Given problem —
Can you print the entire listing below word for word, leaving out the pictures?

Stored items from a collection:

:::

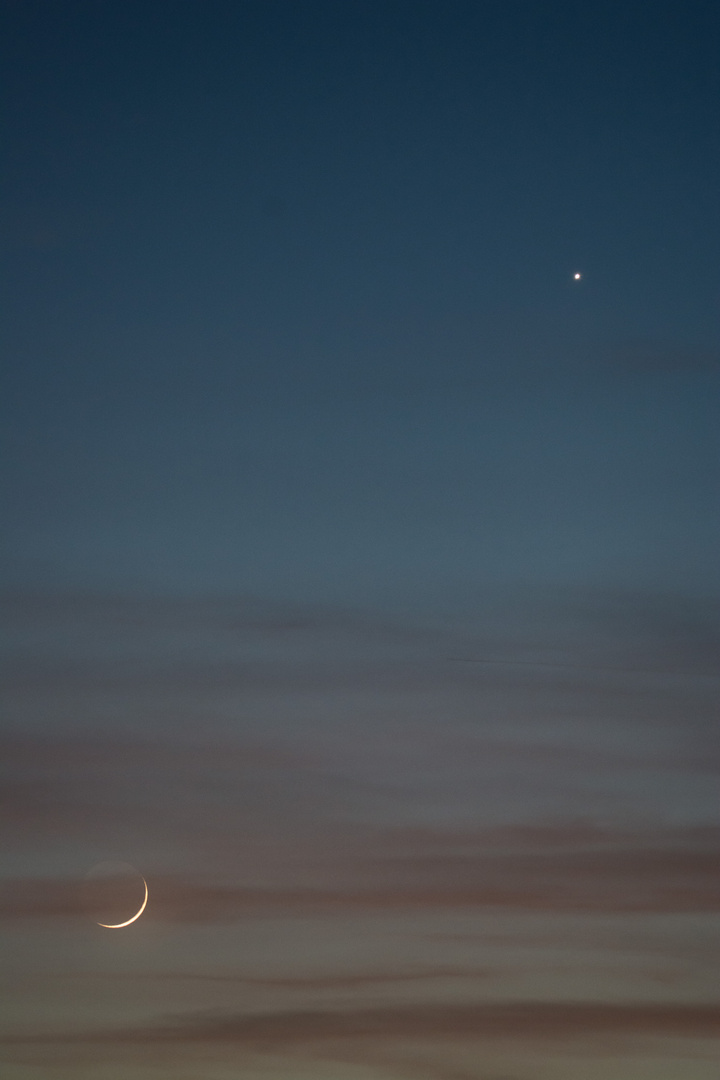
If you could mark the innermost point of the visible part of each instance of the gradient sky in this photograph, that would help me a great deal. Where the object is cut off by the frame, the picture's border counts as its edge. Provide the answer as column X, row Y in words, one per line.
column 360, row 575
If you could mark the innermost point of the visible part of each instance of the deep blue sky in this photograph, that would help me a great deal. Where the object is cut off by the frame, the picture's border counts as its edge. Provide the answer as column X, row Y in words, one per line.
column 289, row 297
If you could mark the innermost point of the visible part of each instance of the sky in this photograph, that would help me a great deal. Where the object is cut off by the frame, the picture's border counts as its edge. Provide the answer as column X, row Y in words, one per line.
column 360, row 580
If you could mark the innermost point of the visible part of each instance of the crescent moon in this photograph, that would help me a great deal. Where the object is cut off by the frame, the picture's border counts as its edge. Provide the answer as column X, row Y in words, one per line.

:::

Task output —
If you could mark the innermost point of the visible part of each instance of the gradient sky in this photograph, that would help me a great deal. Where the object is cut off by the frame, the picture's border counts as its edge. Provide the answer as column X, row Y in words, one per line.
column 360, row 575
If you could mark the innermost point of the visible part of each instance of the deep blue sky in this photograph, that would help me a great deal. Where the object is cut off by the frame, the picture's border counts as its edge. Provide the answer as column X, row Y in words, one per line.
column 289, row 297
If you could mark the innermost point of the visible part of each instance of the sky in this photograph, that would help me a great deal. Where the object is cut off by the frame, the picture's border counts as its edge. Provide the answer as column X, row Y in words, one per line.
column 360, row 580
If you could mark the innermost point of the visible part of each instance of the crescent moon in this photograph, that would help me a great deal. Where the object is cut off by the frame, the picture's border counts as its edge. Provide the answer as column X, row Y in words, one per line.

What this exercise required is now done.